# TEXT TO READ
* Start *

I Don't Hate It | Bedlam & Poetry Thanks to Lillian Ann Slugocki
Hey there. I was |thisclose| to not sending a letter at all this month, or to sending a very brief missive that basically said, "We are on hiatus for the month of August." It's been a rough couple of weeks. There were some sleepless nights, thanks to one dog with kennel cough and another dog who was personally offended every time the first dog coughed. There were some migraines. (I'm no stranger to these; please don't write me with your guaranteed cure-all. I'm almost thirty years on this particular headache train. Trust me when I say I've probably heard—and considered—whatever it is you've got to offer. Plus, at least in my case, migraines are hereditary. So I'll just forward your e-mail to my mother, and you really don't want that.)
We had a Texas-sized thunderstorm last weekend that blew out my internet and it has yet to be restored. I am embarrassed by how much this affects my daily life. But I'm much more embarrassed for my youngest dog, who seems to have gotten used to having Pandora left on for her when I leave the house. In the absence of that calming force, she is left to her own devices. I came home the other day to find that she had taken her anxiety out on my mouthguard—you know, the thing I wear at night to prevent me from taking my anxiety out on my teeth and triggering a migraine. (You see where I'm going with this?)

* End *

# SUPPLIED RECORDS
* Start *

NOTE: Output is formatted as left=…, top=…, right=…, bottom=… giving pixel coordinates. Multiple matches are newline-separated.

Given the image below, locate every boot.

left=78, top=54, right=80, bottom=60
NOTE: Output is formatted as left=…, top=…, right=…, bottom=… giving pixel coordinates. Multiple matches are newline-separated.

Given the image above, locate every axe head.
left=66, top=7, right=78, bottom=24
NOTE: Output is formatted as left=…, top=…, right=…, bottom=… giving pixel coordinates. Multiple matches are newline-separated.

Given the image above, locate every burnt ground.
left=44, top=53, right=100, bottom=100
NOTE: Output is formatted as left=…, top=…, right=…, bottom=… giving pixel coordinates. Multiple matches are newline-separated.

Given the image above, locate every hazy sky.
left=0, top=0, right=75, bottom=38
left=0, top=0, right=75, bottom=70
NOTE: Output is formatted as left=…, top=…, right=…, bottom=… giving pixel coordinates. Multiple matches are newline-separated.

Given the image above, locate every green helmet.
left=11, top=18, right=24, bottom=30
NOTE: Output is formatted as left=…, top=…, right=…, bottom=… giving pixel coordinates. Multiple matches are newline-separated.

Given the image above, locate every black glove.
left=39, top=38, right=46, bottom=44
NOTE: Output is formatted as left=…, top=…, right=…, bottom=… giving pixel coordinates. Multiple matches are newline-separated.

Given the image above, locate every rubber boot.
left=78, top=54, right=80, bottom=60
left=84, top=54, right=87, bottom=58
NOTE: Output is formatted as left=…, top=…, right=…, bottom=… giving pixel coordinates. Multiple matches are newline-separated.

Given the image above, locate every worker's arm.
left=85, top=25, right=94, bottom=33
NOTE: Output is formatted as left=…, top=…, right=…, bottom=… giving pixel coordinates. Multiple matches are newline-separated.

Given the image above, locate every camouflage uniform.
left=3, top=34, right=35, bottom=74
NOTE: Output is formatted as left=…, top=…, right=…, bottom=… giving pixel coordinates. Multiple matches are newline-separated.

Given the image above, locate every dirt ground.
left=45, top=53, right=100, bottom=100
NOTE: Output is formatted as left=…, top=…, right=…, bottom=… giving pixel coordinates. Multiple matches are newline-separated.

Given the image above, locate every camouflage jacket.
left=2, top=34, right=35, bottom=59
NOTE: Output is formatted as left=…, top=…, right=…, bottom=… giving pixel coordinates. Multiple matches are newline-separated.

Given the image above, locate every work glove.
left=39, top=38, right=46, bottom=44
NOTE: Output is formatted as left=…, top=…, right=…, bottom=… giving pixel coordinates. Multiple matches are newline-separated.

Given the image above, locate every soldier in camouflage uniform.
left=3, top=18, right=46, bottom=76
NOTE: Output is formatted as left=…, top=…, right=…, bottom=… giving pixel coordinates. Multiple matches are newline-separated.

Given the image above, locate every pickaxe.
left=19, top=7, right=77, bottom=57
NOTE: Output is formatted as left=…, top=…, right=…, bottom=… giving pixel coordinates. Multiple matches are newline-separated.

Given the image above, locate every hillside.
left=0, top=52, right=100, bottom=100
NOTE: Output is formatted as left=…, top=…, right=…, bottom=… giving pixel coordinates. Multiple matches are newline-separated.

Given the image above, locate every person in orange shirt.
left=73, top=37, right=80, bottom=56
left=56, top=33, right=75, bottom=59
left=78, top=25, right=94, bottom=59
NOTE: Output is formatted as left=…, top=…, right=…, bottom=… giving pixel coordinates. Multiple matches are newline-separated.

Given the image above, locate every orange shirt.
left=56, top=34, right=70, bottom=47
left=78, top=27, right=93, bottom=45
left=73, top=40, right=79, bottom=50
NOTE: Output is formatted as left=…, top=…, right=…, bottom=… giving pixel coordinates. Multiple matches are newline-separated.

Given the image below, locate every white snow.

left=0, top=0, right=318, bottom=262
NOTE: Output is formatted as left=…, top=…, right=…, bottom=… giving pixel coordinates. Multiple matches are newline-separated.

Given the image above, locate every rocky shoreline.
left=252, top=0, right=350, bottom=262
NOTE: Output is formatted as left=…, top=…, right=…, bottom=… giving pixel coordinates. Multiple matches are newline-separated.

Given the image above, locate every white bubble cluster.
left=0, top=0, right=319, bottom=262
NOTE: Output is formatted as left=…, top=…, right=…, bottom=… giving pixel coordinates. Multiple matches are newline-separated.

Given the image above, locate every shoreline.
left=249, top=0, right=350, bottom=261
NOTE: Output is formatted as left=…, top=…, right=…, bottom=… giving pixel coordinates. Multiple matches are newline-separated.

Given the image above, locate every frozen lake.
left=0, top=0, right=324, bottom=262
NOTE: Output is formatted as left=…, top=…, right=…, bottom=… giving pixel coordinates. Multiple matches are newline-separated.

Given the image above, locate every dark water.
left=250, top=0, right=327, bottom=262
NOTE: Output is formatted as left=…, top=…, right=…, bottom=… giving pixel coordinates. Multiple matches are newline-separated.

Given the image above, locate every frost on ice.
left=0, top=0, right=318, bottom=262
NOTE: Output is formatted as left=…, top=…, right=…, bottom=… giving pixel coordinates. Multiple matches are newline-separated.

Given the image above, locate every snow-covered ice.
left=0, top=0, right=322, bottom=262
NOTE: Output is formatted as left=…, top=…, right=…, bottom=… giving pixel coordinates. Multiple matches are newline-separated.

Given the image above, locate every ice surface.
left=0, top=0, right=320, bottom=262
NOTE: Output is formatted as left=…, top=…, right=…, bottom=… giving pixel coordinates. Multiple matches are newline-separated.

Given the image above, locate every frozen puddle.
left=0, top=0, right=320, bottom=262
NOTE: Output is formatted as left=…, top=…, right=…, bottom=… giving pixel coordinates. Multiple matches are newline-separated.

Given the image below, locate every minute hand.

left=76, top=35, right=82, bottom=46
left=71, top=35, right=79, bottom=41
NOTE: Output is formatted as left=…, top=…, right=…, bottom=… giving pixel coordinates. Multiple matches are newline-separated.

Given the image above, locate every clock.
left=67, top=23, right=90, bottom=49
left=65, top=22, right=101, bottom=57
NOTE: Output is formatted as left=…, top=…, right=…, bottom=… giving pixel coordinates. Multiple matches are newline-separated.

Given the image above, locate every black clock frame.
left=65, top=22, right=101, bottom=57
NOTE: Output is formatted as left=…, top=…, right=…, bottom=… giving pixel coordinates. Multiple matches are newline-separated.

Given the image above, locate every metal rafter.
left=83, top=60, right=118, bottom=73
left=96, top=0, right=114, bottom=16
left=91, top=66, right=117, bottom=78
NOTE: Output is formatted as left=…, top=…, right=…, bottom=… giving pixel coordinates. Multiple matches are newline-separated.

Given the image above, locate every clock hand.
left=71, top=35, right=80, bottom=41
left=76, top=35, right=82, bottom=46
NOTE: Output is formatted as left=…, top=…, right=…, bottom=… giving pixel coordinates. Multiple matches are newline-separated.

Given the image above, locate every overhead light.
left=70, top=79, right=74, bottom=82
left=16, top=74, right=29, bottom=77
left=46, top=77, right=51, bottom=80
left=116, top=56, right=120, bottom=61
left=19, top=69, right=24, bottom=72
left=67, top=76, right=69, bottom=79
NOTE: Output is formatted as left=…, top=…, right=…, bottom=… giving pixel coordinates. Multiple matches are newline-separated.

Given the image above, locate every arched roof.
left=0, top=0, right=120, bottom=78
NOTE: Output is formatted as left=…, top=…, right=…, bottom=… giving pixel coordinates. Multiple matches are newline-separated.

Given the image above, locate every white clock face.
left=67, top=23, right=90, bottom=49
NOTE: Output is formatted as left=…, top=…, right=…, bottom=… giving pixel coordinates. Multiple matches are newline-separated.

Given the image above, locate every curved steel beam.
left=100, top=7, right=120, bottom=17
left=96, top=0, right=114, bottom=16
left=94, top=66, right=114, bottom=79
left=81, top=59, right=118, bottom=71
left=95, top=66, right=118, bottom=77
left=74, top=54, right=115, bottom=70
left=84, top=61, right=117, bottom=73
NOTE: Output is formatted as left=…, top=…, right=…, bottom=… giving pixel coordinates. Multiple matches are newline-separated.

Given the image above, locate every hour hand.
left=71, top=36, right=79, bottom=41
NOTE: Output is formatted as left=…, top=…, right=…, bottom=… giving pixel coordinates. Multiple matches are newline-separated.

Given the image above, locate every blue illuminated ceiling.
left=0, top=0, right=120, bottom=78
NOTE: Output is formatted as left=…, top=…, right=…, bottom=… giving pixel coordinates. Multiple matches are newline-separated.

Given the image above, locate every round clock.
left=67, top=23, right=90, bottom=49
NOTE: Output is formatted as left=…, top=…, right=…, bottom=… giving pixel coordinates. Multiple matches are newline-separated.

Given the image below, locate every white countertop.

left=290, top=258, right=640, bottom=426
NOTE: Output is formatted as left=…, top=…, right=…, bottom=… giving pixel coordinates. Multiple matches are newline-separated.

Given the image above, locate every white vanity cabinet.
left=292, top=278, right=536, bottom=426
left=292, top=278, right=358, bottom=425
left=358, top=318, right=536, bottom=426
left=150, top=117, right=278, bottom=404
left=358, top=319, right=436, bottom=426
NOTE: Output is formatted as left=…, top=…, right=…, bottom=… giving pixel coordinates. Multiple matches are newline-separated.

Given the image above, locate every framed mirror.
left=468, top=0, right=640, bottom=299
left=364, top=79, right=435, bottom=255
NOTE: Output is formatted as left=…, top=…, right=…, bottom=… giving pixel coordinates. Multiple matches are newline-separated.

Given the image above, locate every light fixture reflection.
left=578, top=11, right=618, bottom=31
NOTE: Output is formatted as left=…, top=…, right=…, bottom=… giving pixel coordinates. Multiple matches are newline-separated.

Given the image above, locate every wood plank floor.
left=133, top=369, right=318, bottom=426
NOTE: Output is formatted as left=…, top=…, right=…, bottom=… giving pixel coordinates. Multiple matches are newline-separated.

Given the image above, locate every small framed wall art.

* End *

# THE TASK
Resume the letter above the lines, the one about the sick dogs, the migraines, and the storm that knocked out the internet, starting right after its last sentence.

# ANSWER FOR THE TASK
And then I remembered I had Lillian Ann Slugocki on tap for this week's newsletter, and I walked myself/my itchy send finger back from the brink.
Lillian founded the "BEDLAM: New Work by Women Writers" reading series in New York. She and her co-host, Deborah Oster Pannell, were kind enough to let me read from this essay at the April event. (Real talk: I was just the warm-up act for LaShonda Katrice Barnett, Amanda Harris, Tanwi Nandini Islam, and Anna March. You should seek out their work immediately.) Lillian's own work has been nominated for Best of the Web and Pushcart, and has won the Gigantic Sequins prize for fiction. She's been published by way too many places to mention but a shortlist includes Seal Press, the Millions, Salon, the Daily Beast, the Nervous Breakdown, the Forge Literary Magazine, and BUST. You should get her novella, How to Travel with Your Demons!
Are you in New York? The next BEDLAM event is happening on Tuesday. This Tuesday, August 16, at 7 PM, at KGB Bar, in the Red Room, which I think means it's fancier than the one I participated in. (Don't worry, Lillian, I don't hold grudges.) This one is called BEDLAM x DESIRE. It's a collaboration between the BEDLAM reading series and the DESIRE performance series, so you really don't want to miss it. Here is the lineup: Lillian herself, her co-host Deborah, plus Guqueena Baker, Jolie Pichardo, Tiphanie Yanique, Linda Letters, and Michele Raphael, who I understand is coming all the way from L.A. This is the link to the Facebook event. It looks hot, y'all.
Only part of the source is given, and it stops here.